» **What you are asked to do**: Copy the lines exactly as they appear, starting with the first line of the records and ending with the line that contains "positive clicks: (1033, 2223)".

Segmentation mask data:
########################################

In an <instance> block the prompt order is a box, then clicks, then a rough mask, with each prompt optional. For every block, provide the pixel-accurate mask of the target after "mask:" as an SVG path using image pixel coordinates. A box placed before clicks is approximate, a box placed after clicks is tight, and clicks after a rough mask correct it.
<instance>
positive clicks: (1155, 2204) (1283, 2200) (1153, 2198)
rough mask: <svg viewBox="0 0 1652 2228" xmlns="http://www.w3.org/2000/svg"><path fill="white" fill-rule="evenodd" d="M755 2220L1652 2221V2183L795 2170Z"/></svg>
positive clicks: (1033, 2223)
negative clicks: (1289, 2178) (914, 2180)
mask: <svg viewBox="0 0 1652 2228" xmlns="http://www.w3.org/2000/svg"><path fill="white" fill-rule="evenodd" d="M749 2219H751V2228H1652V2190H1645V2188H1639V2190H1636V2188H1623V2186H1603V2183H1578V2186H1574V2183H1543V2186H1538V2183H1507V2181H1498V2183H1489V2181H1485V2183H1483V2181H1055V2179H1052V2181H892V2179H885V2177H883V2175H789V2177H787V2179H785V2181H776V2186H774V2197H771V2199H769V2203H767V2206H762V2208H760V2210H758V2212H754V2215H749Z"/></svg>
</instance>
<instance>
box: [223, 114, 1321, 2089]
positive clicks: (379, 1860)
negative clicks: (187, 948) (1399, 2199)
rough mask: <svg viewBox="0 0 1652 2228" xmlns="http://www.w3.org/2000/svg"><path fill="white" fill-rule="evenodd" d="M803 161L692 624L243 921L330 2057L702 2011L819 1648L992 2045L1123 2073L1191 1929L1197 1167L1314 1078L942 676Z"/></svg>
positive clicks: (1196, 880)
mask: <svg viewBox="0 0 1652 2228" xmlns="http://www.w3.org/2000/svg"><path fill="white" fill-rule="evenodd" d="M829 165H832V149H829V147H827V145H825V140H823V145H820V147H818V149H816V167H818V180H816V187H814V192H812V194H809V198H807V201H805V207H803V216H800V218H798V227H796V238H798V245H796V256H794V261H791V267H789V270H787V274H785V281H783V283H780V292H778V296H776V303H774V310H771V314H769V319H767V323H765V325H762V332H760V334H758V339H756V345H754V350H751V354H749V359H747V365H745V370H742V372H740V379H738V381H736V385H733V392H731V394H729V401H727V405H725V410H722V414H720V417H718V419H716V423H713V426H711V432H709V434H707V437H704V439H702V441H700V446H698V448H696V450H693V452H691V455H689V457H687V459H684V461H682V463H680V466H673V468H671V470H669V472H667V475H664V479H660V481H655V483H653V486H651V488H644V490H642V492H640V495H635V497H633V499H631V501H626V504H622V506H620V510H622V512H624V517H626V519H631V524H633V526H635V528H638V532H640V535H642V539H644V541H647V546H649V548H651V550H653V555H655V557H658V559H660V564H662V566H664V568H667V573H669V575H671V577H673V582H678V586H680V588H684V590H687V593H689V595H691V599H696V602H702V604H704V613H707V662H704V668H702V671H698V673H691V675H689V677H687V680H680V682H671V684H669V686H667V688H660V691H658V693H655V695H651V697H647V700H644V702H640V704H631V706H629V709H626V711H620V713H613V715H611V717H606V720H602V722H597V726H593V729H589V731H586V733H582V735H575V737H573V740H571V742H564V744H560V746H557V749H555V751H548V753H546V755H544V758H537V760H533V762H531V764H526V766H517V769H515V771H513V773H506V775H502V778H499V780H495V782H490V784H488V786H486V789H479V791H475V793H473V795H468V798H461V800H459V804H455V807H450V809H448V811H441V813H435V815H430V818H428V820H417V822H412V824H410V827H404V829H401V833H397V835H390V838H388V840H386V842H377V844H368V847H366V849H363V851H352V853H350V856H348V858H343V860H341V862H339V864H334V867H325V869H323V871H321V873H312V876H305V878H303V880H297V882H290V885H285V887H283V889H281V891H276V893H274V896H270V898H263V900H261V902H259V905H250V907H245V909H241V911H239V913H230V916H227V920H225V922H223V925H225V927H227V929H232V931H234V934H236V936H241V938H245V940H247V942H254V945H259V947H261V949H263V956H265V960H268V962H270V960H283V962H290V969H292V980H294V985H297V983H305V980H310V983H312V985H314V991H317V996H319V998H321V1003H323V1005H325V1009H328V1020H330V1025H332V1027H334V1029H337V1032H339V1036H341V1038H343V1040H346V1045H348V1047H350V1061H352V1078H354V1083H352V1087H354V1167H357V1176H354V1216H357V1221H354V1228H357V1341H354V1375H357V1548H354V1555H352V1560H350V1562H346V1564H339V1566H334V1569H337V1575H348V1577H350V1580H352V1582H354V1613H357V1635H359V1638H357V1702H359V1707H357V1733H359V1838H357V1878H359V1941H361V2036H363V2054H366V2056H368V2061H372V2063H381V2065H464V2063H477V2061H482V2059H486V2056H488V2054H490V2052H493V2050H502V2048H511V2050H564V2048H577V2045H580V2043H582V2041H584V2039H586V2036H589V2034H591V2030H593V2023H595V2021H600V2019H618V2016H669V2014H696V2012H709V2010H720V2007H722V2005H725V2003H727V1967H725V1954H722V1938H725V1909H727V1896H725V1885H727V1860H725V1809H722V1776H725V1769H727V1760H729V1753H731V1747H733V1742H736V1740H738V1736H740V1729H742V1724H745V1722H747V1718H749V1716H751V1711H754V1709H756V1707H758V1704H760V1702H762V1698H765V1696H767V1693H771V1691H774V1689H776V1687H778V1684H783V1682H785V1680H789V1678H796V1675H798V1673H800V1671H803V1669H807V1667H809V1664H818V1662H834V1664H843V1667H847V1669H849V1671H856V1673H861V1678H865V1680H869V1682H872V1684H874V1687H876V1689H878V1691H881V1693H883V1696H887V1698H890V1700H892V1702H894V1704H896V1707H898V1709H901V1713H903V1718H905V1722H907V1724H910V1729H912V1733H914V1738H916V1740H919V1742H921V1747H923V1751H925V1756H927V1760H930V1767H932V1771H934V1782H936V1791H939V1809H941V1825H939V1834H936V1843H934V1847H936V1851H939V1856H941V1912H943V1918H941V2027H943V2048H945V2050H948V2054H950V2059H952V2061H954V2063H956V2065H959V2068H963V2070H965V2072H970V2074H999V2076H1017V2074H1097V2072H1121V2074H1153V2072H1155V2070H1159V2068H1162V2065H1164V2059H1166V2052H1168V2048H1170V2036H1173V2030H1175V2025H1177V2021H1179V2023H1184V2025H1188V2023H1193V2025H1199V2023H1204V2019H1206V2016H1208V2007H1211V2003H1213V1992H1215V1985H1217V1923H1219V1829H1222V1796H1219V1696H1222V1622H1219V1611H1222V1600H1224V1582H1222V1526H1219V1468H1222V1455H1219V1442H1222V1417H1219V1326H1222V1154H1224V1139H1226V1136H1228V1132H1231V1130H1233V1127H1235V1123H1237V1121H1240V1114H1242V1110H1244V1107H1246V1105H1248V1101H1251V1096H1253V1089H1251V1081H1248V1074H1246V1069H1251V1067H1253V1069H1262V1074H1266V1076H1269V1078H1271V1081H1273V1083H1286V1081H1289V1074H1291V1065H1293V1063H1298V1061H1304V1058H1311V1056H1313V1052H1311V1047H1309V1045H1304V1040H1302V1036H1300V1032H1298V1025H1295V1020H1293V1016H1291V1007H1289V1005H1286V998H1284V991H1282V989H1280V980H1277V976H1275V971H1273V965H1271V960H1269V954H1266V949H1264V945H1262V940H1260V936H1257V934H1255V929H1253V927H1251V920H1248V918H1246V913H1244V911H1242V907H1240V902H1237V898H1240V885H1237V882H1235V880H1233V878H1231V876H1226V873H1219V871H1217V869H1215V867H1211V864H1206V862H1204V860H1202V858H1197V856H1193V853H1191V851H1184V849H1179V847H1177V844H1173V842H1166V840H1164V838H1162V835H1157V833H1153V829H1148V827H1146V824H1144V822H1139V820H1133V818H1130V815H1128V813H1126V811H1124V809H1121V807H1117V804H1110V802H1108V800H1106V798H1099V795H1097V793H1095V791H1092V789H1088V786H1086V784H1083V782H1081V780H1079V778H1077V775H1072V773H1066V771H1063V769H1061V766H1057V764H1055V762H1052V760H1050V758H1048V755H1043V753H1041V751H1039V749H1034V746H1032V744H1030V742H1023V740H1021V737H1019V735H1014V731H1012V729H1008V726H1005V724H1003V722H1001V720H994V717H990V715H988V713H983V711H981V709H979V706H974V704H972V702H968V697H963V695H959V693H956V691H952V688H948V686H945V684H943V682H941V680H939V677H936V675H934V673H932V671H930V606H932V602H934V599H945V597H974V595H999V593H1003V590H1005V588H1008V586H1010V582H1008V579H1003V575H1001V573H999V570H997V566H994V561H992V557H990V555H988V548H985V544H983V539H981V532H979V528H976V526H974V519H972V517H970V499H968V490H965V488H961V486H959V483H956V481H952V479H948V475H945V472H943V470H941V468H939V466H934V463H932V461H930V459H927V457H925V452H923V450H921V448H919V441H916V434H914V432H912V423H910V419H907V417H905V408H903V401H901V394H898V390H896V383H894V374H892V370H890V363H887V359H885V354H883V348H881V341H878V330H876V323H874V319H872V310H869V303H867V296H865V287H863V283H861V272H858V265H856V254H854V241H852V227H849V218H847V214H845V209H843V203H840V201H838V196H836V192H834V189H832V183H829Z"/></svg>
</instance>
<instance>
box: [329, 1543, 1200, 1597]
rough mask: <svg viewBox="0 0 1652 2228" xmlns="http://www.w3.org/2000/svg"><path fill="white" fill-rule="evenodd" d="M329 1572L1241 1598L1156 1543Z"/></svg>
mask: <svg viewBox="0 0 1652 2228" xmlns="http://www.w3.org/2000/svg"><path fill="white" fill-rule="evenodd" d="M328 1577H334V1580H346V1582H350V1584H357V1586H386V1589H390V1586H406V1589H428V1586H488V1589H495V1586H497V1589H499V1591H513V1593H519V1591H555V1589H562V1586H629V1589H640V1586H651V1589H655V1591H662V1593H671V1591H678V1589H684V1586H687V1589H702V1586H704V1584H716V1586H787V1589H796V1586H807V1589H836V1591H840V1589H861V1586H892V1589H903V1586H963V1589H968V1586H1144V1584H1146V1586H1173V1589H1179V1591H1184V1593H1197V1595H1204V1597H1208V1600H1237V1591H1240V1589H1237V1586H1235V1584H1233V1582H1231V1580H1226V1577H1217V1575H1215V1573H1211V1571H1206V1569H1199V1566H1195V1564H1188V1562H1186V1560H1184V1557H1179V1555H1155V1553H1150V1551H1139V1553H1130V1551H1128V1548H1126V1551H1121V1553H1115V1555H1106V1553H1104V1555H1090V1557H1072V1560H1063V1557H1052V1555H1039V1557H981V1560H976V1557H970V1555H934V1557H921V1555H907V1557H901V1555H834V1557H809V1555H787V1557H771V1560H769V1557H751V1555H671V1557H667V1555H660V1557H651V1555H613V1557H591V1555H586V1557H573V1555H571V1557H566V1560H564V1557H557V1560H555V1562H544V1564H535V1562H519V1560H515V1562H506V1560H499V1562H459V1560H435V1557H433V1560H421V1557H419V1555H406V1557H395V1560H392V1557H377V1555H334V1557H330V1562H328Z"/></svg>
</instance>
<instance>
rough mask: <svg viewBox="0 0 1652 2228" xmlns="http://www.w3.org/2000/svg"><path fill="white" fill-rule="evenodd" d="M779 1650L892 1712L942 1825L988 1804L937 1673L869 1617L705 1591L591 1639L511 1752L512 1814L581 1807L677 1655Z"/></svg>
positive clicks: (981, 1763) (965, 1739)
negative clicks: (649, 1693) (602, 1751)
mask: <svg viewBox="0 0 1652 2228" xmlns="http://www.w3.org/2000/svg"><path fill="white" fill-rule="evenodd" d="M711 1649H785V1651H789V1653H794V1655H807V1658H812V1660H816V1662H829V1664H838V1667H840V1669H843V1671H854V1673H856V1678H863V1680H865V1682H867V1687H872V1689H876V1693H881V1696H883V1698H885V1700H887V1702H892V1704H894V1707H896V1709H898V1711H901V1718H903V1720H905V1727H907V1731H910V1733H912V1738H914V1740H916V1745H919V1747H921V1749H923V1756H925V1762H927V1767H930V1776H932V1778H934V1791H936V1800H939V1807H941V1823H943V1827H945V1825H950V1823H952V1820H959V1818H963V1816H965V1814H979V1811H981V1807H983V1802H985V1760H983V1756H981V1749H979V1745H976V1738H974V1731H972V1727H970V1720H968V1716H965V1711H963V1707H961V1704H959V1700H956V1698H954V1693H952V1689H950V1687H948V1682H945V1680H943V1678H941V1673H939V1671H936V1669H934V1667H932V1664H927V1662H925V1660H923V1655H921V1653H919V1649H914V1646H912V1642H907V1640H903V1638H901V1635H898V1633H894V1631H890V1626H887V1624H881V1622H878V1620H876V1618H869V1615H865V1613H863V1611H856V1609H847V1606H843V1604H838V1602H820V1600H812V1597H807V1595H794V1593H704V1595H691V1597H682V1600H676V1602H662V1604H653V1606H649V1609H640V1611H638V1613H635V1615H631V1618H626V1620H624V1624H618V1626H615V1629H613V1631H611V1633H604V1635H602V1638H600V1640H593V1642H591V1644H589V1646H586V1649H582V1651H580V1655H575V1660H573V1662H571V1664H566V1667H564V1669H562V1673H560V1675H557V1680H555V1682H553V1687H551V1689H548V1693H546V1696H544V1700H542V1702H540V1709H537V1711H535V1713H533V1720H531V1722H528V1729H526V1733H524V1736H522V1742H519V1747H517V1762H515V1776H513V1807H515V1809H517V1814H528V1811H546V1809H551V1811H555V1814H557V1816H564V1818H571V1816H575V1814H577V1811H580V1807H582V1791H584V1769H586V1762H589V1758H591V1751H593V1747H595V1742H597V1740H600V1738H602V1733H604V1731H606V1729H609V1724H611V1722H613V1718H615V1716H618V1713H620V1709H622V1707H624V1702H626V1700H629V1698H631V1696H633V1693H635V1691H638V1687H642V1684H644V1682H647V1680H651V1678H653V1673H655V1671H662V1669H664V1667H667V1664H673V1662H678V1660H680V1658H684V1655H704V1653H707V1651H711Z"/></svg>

########################################

» **Solution for this problem**:
In an <instance> block the prompt order is a box, then clicks, then a rough mask, with each prompt optional. For every block, provide the pixel-accurate mask of the target after "mask:" as an SVG path using image pixel coordinates. A box placed before clicks is approximate, a box placed after clicks is tight, and clicks after a rough mask correct it.
<instance>
positive clicks: (1155, 2204) (1283, 2200) (1153, 2198)
rough mask: <svg viewBox="0 0 1652 2228" xmlns="http://www.w3.org/2000/svg"><path fill="white" fill-rule="evenodd" d="M755 2220L1652 2221V2183L795 2170Z"/></svg>
positive clicks: (1033, 2223)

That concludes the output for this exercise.